Recorded data —
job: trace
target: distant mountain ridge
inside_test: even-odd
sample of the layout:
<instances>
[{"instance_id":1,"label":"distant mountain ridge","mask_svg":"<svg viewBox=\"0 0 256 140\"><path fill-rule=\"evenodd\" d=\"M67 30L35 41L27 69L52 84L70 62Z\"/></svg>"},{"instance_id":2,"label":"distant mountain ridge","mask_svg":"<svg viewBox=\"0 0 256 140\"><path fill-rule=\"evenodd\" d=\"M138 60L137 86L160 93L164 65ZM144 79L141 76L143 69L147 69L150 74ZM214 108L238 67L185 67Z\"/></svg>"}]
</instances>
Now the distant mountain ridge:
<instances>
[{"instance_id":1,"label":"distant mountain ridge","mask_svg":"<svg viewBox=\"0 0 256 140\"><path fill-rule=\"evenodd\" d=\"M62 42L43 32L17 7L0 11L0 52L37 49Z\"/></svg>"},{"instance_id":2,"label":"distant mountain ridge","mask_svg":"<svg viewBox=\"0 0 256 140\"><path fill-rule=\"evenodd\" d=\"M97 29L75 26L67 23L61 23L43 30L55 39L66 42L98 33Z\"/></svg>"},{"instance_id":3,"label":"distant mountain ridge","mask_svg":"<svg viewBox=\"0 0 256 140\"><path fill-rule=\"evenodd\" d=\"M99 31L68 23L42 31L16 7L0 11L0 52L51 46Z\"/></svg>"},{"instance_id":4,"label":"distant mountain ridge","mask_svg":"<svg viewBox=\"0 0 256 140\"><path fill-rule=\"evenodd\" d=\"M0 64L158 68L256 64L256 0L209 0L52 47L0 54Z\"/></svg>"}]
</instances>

Goal —
Please return every one of the records above unchanged, line for line.

Correct output —
job: trace
target: distant mountain ridge
inside_test: even-odd
sample of the layout:
<instances>
[{"instance_id":1,"label":"distant mountain ridge","mask_svg":"<svg viewBox=\"0 0 256 140\"><path fill-rule=\"evenodd\" d=\"M67 30L35 41L27 69L52 84L70 62Z\"/></svg>"},{"instance_id":2,"label":"distant mountain ridge","mask_svg":"<svg viewBox=\"0 0 256 140\"><path fill-rule=\"evenodd\" d=\"M138 60L137 86L160 93L164 65ZM144 79L141 76L143 69L147 69L150 74ZM214 108L238 67L185 67Z\"/></svg>"}]
</instances>
Now the distant mountain ridge:
<instances>
[{"instance_id":1,"label":"distant mountain ridge","mask_svg":"<svg viewBox=\"0 0 256 140\"><path fill-rule=\"evenodd\" d=\"M62 42L43 32L17 7L0 11L0 52L37 49Z\"/></svg>"},{"instance_id":2,"label":"distant mountain ridge","mask_svg":"<svg viewBox=\"0 0 256 140\"><path fill-rule=\"evenodd\" d=\"M97 29L75 26L67 23L61 23L43 30L55 39L66 42L98 33Z\"/></svg>"},{"instance_id":3,"label":"distant mountain ridge","mask_svg":"<svg viewBox=\"0 0 256 140\"><path fill-rule=\"evenodd\" d=\"M99 31L68 23L42 31L16 7L0 11L0 52L51 46Z\"/></svg>"},{"instance_id":4,"label":"distant mountain ridge","mask_svg":"<svg viewBox=\"0 0 256 140\"><path fill-rule=\"evenodd\" d=\"M0 64L158 68L256 64L256 0L209 0L52 47L0 54Z\"/></svg>"}]
</instances>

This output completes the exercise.